● Instructions for the task:
Print the records exactly as they are written.
□ □ □
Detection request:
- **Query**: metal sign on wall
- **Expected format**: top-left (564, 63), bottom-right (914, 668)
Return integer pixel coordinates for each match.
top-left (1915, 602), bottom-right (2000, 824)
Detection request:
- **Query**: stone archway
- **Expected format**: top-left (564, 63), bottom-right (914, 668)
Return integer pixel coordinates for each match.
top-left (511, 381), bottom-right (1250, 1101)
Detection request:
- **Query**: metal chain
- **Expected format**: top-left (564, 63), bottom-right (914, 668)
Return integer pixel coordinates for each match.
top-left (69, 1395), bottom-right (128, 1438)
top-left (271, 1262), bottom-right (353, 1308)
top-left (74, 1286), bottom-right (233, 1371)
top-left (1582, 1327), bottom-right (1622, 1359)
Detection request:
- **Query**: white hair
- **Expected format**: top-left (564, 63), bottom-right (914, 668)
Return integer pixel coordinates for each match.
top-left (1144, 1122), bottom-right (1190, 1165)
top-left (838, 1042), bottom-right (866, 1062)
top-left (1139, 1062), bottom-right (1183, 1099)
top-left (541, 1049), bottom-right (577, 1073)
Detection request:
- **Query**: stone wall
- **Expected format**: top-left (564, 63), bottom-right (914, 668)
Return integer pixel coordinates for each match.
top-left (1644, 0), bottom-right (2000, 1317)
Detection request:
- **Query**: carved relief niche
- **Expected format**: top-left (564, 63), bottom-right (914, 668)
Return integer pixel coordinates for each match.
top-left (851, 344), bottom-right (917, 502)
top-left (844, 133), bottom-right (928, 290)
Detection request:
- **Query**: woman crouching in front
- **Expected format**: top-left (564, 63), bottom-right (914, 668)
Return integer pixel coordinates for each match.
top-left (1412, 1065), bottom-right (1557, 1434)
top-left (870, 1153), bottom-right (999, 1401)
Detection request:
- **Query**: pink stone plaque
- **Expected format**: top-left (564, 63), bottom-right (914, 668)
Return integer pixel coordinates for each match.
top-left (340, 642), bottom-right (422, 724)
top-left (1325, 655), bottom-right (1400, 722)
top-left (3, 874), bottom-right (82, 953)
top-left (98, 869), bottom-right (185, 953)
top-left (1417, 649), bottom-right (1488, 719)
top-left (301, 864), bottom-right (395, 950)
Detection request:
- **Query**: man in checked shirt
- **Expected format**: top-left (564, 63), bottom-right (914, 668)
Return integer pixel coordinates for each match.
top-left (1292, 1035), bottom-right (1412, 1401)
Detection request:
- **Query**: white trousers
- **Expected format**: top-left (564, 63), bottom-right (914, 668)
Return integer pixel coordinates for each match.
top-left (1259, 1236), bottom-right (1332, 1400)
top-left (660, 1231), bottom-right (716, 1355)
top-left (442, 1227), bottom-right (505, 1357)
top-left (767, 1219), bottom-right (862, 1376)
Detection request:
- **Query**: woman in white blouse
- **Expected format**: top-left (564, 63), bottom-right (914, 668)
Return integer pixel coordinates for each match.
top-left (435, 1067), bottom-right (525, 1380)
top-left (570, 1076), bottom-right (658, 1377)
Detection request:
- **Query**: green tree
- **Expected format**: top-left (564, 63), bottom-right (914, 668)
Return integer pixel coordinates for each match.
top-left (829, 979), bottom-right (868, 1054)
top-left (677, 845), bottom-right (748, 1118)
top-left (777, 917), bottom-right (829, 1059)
□ □ □
● Result:
Detection request:
- **Query**: metal sign on wall
- **Expected format**: top-left (564, 63), bottom-right (914, 668)
Return integer pixel coordinates for each match.
top-left (1915, 602), bottom-right (2000, 824)
Detection request:
- **Query**: stone archway
- **Expected format**: top-left (564, 63), bottom-right (914, 668)
Return integer pixel coordinates for each match.
top-left (511, 381), bottom-right (1250, 1101)
Detection request:
- **Query**: metal chain
- **Expected format**: top-left (564, 63), bottom-right (914, 668)
Return integer pixel coordinates for each match.
top-left (69, 1395), bottom-right (128, 1438)
top-left (271, 1262), bottom-right (353, 1308)
top-left (74, 1286), bottom-right (233, 1371)
top-left (1582, 1327), bottom-right (1622, 1359)
Detection request:
- **Query**: white hair
- **Expected format**: top-left (564, 63), bottom-right (914, 668)
Return integer pixel coordinates for each match.
top-left (1144, 1122), bottom-right (1190, 1165)
top-left (838, 1042), bottom-right (866, 1062)
top-left (1139, 1062), bottom-right (1183, 1099)
top-left (541, 1049), bottom-right (577, 1073)
Detection request:
- **Query**: stone wall
- **Expected format**: top-left (564, 63), bottom-right (914, 668)
Return integer pixel coordinates for each match.
top-left (1644, 0), bottom-right (2000, 1317)
Detection request:
- **Query**: carved relief niche
- **Expected format**: top-left (564, 63), bottom-right (914, 668)
Return integer pixel coordinates for each match.
top-left (851, 344), bottom-right (917, 502)
top-left (844, 133), bottom-right (928, 290)
Detection request:
- **Query**: woman crouching in front
- **Expected format**: top-left (564, 63), bottom-right (914, 668)
Return integer pixel coordinates for each match.
top-left (1412, 1065), bottom-right (1557, 1434)
top-left (870, 1153), bottom-right (999, 1401)
Detection request:
- **Query**: pink stone plaque
- **Expected format**: top-left (564, 63), bottom-right (914, 668)
Return integer pixel coordinates for each match.
top-left (340, 642), bottom-right (422, 724)
top-left (1325, 655), bottom-right (1400, 722)
top-left (3, 874), bottom-right (82, 953)
top-left (98, 869), bottom-right (185, 953)
top-left (1417, 649), bottom-right (1488, 719)
top-left (301, 864), bottom-right (395, 950)
Detection request:
- **Query**: man in checked shirt
- **Expected format**: top-left (564, 63), bottom-right (914, 668)
Return integer pixel coordinates for each match.
top-left (1292, 1035), bottom-right (1412, 1401)
Detection request:
- **Query**: white trousers
- **Expected format**: top-left (564, 63), bottom-right (914, 668)
Return integer pixel coordinates for each match.
top-left (1259, 1236), bottom-right (1332, 1400)
top-left (660, 1231), bottom-right (716, 1355)
top-left (442, 1227), bottom-right (505, 1357)
top-left (767, 1219), bottom-right (862, 1376)
Detection request:
- **Query**: woman in white blouse
- **Expected format**: top-left (564, 63), bottom-right (914, 668)
Return integer pixel coordinates for each match.
top-left (435, 1067), bottom-right (525, 1380)
top-left (570, 1076), bottom-right (658, 1377)
Detection request:
- **Query**: green tree
- **Expected format**: top-left (564, 63), bottom-right (914, 668)
Return integer pixel coordinates for each match.
top-left (829, 979), bottom-right (868, 1054)
top-left (677, 845), bottom-right (748, 1118)
top-left (777, 917), bottom-right (829, 1059)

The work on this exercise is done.